--- start Rows ---

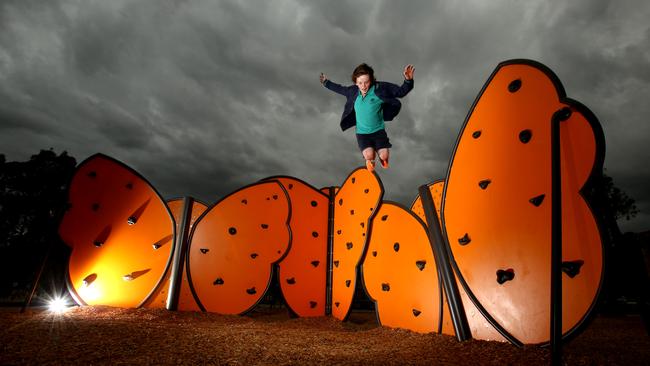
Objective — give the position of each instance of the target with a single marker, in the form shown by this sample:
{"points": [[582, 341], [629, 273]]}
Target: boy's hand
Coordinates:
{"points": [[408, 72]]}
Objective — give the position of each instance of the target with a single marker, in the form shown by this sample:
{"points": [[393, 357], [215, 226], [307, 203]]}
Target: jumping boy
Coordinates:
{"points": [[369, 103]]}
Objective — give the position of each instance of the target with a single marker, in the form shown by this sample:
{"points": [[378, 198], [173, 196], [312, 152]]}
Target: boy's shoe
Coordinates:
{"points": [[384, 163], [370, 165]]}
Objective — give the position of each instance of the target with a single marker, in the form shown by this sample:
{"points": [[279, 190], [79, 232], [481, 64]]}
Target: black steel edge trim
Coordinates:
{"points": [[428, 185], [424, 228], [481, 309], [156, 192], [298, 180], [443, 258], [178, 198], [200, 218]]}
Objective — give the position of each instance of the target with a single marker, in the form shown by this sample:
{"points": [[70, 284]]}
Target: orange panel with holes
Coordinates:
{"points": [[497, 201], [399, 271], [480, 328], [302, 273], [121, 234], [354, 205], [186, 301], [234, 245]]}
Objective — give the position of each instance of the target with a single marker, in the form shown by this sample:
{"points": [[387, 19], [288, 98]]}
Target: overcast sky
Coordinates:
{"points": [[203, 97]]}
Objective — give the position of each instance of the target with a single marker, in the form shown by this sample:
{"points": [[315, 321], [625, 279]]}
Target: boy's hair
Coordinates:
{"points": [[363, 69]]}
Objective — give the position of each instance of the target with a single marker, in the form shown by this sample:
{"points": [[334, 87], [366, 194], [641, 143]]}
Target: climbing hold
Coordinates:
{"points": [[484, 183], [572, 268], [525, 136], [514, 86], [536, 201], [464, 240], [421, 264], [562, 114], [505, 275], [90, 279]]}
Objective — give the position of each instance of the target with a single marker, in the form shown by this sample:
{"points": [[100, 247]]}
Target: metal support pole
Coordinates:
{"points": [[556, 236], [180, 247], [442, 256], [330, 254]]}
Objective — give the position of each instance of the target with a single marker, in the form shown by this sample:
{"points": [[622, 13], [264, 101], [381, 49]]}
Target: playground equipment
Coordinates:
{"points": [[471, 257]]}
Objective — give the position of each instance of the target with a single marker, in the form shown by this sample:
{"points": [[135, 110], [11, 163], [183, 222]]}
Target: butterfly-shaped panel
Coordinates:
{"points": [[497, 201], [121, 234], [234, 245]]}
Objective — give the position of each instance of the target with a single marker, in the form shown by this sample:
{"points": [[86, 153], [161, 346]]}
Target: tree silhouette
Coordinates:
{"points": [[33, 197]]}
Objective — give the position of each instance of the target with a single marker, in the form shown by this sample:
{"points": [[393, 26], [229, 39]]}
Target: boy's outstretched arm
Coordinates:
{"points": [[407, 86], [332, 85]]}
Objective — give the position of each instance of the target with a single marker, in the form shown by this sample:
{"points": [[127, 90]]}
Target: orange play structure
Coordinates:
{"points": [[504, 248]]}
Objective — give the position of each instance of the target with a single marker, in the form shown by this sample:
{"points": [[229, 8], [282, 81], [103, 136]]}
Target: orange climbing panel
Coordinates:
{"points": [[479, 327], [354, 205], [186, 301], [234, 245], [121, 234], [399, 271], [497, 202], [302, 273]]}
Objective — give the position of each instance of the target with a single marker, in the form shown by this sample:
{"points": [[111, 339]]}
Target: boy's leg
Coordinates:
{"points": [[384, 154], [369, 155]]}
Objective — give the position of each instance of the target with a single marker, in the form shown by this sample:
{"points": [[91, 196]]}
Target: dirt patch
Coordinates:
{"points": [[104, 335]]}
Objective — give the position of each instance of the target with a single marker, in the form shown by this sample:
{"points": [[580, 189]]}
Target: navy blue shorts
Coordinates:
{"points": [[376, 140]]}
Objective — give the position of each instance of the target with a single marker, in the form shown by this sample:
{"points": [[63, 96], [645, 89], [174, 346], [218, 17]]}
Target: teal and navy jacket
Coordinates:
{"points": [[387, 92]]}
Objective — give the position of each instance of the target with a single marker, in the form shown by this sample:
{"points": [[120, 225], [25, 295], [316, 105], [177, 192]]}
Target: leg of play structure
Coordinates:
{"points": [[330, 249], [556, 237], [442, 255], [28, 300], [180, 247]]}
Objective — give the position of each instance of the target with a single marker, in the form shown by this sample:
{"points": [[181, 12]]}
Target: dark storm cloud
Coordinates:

--- end Rows ---

### What is expected
Make an exact copy of the whole listing, but don't bring over any pictures.

### Answer to the problem
Objective — give the position of each instance of the target with a single marker, in the form shown by this sample:
{"points": [[582, 341], [629, 273]]}
Target: boy's hand
Coordinates:
{"points": [[408, 72]]}
Objective — give the position of each instance of the target with a single marker, in the form shown by this sample:
{"points": [[393, 357], [215, 226], [307, 203]]}
Target: jumping boy
Coordinates:
{"points": [[369, 103]]}
Objective — give the position of each instance of the target with a single marker, in the form shown by this sample:
{"points": [[378, 198], [173, 196], [312, 152]]}
Target: boy's shoe
Coordinates:
{"points": [[384, 163], [370, 165]]}
Objective — give the position of each instance of the target with a single marker, in the form shown by this sample:
{"points": [[279, 190], [79, 232], [481, 64]]}
Target: black steel edge trim
Coordinates:
{"points": [[428, 185], [424, 228], [481, 309], [156, 192], [298, 180], [443, 258], [178, 198], [200, 218]]}
Objective — give the position of each instance of the target with a single marker, in the form shown by this sample:
{"points": [[70, 284]]}
Target: orange panel with holes
Coordinates:
{"points": [[497, 201], [399, 271], [480, 328], [302, 273], [121, 234], [354, 205], [186, 301], [234, 245]]}
Objective — give the position of each instance of the target with a single marker, in the form shown by this sample:
{"points": [[387, 19], [288, 98]]}
Target: overcast sky
Coordinates:
{"points": [[203, 97]]}
Objective — give the position of each instance of the target with a single marker, in the form shown by this sample:
{"points": [[315, 321], [625, 279]]}
Target: boy's hair
Coordinates:
{"points": [[363, 69]]}
Objective — give the position of each instance of the target with a single marker, in the form shown by this sample:
{"points": [[334, 87], [366, 194], [641, 143]]}
Target: climbing hold
Coordinates:
{"points": [[484, 183], [572, 268], [525, 136], [514, 86], [536, 201], [464, 240], [421, 264], [562, 114], [505, 275], [90, 279]]}
Objective — give the position of each instance of the target with a single marker, in the form shown by this sample:
{"points": [[100, 247]]}
Target: metal support pole
Coordinates:
{"points": [[556, 236], [180, 247], [442, 256], [330, 254]]}
Objective — give the position of each instance of the target with a single marker, in the form shown by this sample:
{"points": [[622, 13], [264, 101], [381, 49]]}
Target: playground equipment
Coordinates:
{"points": [[471, 257]]}
Objective — give the position of each instance of the target with a single marker, in the form shown by this sample:
{"points": [[135, 110], [11, 163], [183, 222]]}
Target: butterfly-shaped panel
Coordinates:
{"points": [[497, 201], [121, 234], [234, 245]]}
Objective — give the position of each instance of the target with a single marker, in the form shown by this sample:
{"points": [[86, 153], [161, 346]]}
Target: tree silhouette
Coordinates:
{"points": [[33, 197]]}
Objective — give the position of each instance of the target with a single marker, in the form shown by this sample:
{"points": [[393, 26], [229, 39]]}
Target: boy's outstretched arm
Coordinates:
{"points": [[407, 86], [332, 85]]}
Objective — give the position of each instance of the target with a single marker, in the form shown by this sample:
{"points": [[127, 90]]}
Target: orange play structure
Coordinates:
{"points": [[504, 248]]}
Objective — give the position of each instance of the target with a single marker, in the form shown by this sample:
{"points": [[229, 8], [282, 81], [103, 136]]}
Target: orange climbing panel
Coordinates:
{"points": [[479, 327], [354, 205], [186, 301], [234, 245], [121, 234], [399, 271], [497, 202], [302, 273]]}
Objective — give the position of each instance of the target with a single marker, in the form shown by this sample:
{"points": [[111, 339]]}
Target: boy's leg
Coordinates:
{"points": [[384, 154], [369, 155]]}
Objective — give the position of each instance of the target with a single marker, in the form shown by this sample:
{"points": [[91, 196]]}
Target: dirt patch
Coordinates:
{"points": [[104, 335]]}
Objective — give the position of each instance of the target with a single marker, in the form shown by this sample:
{"points": [[580, 189]]}
Target: navy blue shorts
Coordinates:
{"points": [[376, 140]]}
Objective — give the position of each instance of the target with a single marker, in the form shown by this sample:
{"points": [[63, 96], [645, 89], [174, 346], [218, 17]]}
Target: teal and navy jacket
Coordinates:
{"points": [[387, 92]]}
Objective — give the position of each instance of the target with a single marker, in the form shown by this sample:
{"points": [[120, 225], [25, 295], [316, 105], [177, 192]]}
Target: leg of play structure
Coordinates:
{"points": [[330, 249], [556, 237], [442, 255], [28, 300], [180, 247]]}
Objective — give the position of each instance of the target with a single marker, in the form shown by this sample:
{"points": [[181, 12]]}
Target: dark storm cloud
Coordinates:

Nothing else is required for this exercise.